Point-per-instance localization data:

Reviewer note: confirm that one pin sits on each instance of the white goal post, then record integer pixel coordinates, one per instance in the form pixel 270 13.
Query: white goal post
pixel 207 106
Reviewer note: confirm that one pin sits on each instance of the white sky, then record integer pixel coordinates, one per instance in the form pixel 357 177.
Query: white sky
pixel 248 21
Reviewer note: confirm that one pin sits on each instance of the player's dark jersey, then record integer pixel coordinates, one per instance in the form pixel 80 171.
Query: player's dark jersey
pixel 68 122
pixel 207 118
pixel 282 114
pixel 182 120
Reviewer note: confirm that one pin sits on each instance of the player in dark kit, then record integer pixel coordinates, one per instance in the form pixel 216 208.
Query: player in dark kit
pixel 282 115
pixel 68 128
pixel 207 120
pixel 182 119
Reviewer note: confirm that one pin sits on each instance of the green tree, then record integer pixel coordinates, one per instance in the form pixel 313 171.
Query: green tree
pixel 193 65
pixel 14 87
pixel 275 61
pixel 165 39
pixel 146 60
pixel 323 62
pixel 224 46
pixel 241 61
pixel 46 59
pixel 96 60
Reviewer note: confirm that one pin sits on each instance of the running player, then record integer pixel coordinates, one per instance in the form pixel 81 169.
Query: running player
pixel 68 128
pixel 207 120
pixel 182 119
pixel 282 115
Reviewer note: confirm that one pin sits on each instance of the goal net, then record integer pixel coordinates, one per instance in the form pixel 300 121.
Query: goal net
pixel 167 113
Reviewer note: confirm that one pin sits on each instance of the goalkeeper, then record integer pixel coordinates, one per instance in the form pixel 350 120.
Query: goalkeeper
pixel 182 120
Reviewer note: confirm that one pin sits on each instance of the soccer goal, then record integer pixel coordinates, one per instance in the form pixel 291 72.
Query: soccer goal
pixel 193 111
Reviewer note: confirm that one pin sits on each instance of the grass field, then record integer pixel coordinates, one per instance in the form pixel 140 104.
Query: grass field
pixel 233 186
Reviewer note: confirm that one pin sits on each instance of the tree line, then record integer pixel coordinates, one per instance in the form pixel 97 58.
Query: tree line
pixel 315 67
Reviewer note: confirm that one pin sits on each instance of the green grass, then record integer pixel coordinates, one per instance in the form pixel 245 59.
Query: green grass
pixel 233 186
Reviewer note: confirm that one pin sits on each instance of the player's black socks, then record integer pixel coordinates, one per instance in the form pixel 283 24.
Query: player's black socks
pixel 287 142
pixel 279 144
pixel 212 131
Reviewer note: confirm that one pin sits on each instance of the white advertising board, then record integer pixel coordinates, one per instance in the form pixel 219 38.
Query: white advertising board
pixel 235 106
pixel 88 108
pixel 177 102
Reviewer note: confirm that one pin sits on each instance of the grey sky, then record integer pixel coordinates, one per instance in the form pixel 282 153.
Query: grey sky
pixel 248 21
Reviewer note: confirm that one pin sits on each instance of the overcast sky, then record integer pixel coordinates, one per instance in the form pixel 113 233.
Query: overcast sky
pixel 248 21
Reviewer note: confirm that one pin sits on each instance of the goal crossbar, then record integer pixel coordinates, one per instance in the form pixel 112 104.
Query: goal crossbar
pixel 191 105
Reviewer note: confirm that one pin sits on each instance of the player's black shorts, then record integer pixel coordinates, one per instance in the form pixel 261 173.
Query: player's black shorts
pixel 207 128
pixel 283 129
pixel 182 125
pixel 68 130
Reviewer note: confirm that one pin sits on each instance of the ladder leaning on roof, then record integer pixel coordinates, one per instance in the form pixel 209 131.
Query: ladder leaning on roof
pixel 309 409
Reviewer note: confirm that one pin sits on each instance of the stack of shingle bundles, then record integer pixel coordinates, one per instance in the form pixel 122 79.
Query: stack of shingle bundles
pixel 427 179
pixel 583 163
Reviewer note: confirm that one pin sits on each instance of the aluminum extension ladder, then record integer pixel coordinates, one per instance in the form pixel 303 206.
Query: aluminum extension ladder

The task — Which lines in the entries above contain "extension"? Pull each of them out.

Completed task —
Reviewer note: confirm that one pin sits on each instance of the aluminum extension ladder, then record integer pixel coordinates, one per instance in the form pixel 303 206.
Query: aluminum extension ladder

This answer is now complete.